Dossier : IMM-4257-05

Référence : 2006 CF 229

Ottawa (Ontario), le 20 février 2006

En présence de Monsieur le juge Martineau

 

ENTRE :

EDGAR GENARO GARCIA HIDALGO

SOCORRO DEL P CAMINO HACHA

PEDRO ANDRE GARCIA CAMINO

MARIA EDUARDA GARCIA CAMINO

EDGAR ALEJANDRO GARCIA CAMINO

demandeurs

 

et

 

LE MINISTRE DE LA CITOYENNETÉ

ET DE L'IMMIGRATION

défendeur

MOTIFS DE L’ORDONNANCE ET ORDONNANCE

[1]               Il s’agit d’une demande de contrôle judiciaire présentée à l’encontre d’une décision rendue le 16 juin 2005 par la Commission de l’immigration et du statut de réfugié, Section de la protection des réfugiés (la Commission), rejetant la demande d’asile du demandeur, de sa femme et de leurs trois enfants mineurs au motif qu’ils ne sont ni des « réfugiés au sens de la Convention », ni des « personnes à protéger » au sens des articles 96 et 97 de la Loi sur l’immigration et la protection des réfugiés, L.C. (2001), ch. 27 (la Loi).
--------------------------------------------------
[Tâches à réaliser]
1. Dressez la liste complète des demandeurs nommés dans l'extrait.
2. Recopiez l'extrait à l'identique, depuis « LE MINISTRE DE » jusqu'à « 27 (la Loi). » inclus.
3. D'après l'extrait, à quelle date la Commission a-t-elle rendu la décision visée par la demande de contrôle judiciaire ?

[Données fournies]
--------------------------------------------------
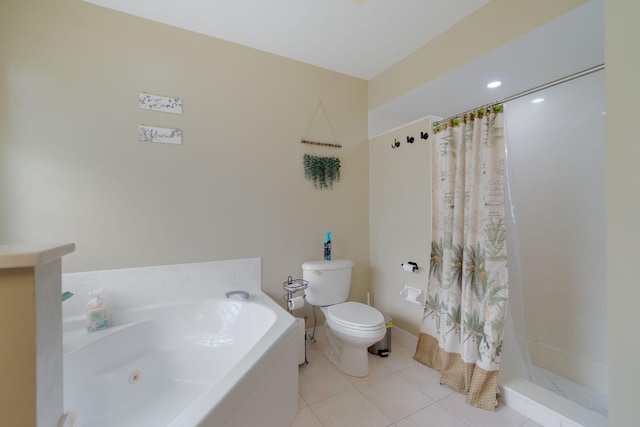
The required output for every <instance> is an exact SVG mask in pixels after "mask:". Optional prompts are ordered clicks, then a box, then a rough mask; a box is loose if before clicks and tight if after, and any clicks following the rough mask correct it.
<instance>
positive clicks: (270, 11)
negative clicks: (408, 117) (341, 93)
--------------------------------------------------
[Résultats dans l'ordre]
1.
EDGAR GENARO GARCIA HIDALGO
SOCORRO DEL P CAMINO HACHA
PEDRO ANDRE GARCIA CAMINO
MARIA EDUARDA GARCIA CAMINO
EDGAR ALEJANDRO GARCIA CAMINO

2.
LE MINISTRE DE LA CITOYENNETÉ

ET DE L'IMMIGRATION

défendeur

MOTIFS DE L’ORDONNANCE ET ORDONNANCE

[1]               Il s’agit d’une demande de contrôle judiciaire présentée à l’encontre d’une décision rendue le 16 juin 2005 par la Commission de l’immigration et du statut de réfugié, Section de la protection des réfugiés (la Commission), rejetant la demande d’asile du demandeur, de sa femme et de leurs trois enfants mineurs au motif qu’ils ne sont ni des « réfugiés au sens de la Convention », ni des « personnes à protéger » au sens des articles 96 et 97 de la Loi sur l’immigration et la protection des réfugiés, L.C. (2001), ch. 27 (la Loi).

3. Le 16 juin 2005.